#### Provided text ####

NEAR MISS: An elevated work platform lies on its side after being driven into an uncovered drain at the construction site of the new Clarence Correctional Centre.
NEAR MISS: An elevated work platform lies on its side after being driven into an uncovered drain at the construction site of the new Clarence Correctional Centre. CFMEU

LUCKY ESCAPE: Worker injured at jail site

A WORKER is lucky to be alive after machinery he was driving tipped over at the construction site of the Clarence Correctional Centre.

The worker was controlling an elevated work platform when it drove into an uncovered hole and rolled onto its side at the site of the new jail.

Construction firm John Holland did not confirm or deny the incident.

"Due to concerns, the project decided to enact a safety shutdown of part of the Clarence Correctional Centre site," a John Holland spokesman said.

"John Holland senior management conducted a safety walk with union representatives to confirm that all reasonable precautions had been taken to ensure the site was safe and take corrective actions if any issues were identified."

It is not the first time safety issues have been raised at the Grafton Jail site and in February work was shut down.

Construction Forestry Mining and Energy Union organiser Dean Reilly said accidents which involved elevated platforms were often fatal and the man involved was extremely lucky.

"This was a very serious incident and could have easily led to someone being killed," he said.

Mr Reilly said the worker involved received stitches for head and leg wounds and also had severe bruising.

He said the incident could have been avoided if the company responsible had installed more stringent safety measures.

"The union has raised the issue of hard barricades around pits and holes in the ground multiple times over the duration of this job," he said.

#### Entries provided ####

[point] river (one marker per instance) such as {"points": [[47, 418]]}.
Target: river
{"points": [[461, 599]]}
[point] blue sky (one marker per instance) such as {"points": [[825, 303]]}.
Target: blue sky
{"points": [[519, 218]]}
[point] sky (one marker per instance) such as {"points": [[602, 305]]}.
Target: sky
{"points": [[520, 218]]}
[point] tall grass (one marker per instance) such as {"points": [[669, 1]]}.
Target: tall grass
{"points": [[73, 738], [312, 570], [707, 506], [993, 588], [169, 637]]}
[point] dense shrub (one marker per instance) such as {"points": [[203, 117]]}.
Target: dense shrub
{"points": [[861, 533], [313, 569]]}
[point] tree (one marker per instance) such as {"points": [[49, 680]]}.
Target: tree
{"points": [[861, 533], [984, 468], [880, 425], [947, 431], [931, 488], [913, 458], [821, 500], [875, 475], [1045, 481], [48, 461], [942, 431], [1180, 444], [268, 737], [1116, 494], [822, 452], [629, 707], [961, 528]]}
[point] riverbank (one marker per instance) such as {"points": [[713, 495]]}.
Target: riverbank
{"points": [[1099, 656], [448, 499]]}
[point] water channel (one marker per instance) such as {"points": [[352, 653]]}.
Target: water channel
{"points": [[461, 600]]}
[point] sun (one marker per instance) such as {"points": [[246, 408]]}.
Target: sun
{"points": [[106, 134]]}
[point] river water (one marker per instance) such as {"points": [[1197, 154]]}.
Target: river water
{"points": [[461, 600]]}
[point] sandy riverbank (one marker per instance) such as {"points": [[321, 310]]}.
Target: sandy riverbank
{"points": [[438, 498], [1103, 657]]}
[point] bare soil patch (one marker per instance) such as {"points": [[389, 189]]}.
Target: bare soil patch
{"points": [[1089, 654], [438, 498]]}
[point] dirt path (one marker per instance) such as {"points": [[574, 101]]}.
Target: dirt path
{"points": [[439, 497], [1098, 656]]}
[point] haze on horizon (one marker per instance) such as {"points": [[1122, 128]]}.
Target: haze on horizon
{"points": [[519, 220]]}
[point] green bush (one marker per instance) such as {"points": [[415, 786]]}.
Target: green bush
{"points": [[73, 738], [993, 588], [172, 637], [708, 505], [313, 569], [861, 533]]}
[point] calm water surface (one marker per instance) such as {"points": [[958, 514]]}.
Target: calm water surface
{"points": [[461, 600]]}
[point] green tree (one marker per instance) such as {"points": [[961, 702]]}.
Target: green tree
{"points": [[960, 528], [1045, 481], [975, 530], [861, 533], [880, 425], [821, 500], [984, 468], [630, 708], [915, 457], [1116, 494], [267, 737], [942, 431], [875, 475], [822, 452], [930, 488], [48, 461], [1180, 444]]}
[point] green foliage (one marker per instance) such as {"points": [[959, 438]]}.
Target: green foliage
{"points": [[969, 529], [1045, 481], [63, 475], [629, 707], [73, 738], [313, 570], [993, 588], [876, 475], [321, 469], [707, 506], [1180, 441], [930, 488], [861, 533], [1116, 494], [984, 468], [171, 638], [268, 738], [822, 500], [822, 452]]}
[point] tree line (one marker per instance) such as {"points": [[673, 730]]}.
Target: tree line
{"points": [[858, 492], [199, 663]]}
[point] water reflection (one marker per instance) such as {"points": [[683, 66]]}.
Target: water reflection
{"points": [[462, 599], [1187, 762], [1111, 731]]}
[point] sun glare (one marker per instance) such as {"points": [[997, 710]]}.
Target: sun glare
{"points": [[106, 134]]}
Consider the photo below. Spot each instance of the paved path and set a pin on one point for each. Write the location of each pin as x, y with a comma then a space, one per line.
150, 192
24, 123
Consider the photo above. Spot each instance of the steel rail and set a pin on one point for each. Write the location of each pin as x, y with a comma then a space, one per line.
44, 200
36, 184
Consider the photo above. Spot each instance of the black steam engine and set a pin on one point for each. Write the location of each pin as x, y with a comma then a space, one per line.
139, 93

####

What to work on:
1. In the jail site accident article, rewrite the paragraph beginning "Mr Reilly said the worker involved" as a short bulleted list of the worker's injuries.
2. Write the next few paragraphs of the news article about the worker injured at the Clarence Correctional Centre site, starting after its final quotation.

Responses by item number:
1.
- Stitches for head wounds
- Stitches for leg wounds
- Severe bruising

2.
"This is a failure of systems on John Holland's behalf and we have grave concerns for the safety of workers on the site."

FLYOVER: Take a look at the jail site from the air

Mr Reilly also raised concerns that staff were not properly notified about the seriousness of the accident, which caused rumours to circulate around the construction site.

"Workers were unsure of the welfare of the man until 2.30pm in the afternoon and the incident happened at 8.05am," he said.

An EWP is a piece of machinery similar to a cherry picker which workers can drive while they are elevated several metres in the air.

Worksafe Queensland reported there had been two fatal elevated work platform accidents in Australia since 2012.

"A further 65 accidents resulted in either serious injury or other injuries requiring immediate hospital treatment," its website says. "In the same period, a total of 521 workers' compensation claims have been accepted for injuries associated with performing work on or near an EWP."

Workers raised concerns about the safety of scaffolding, access points, a lack of water on site and the state of the amenities.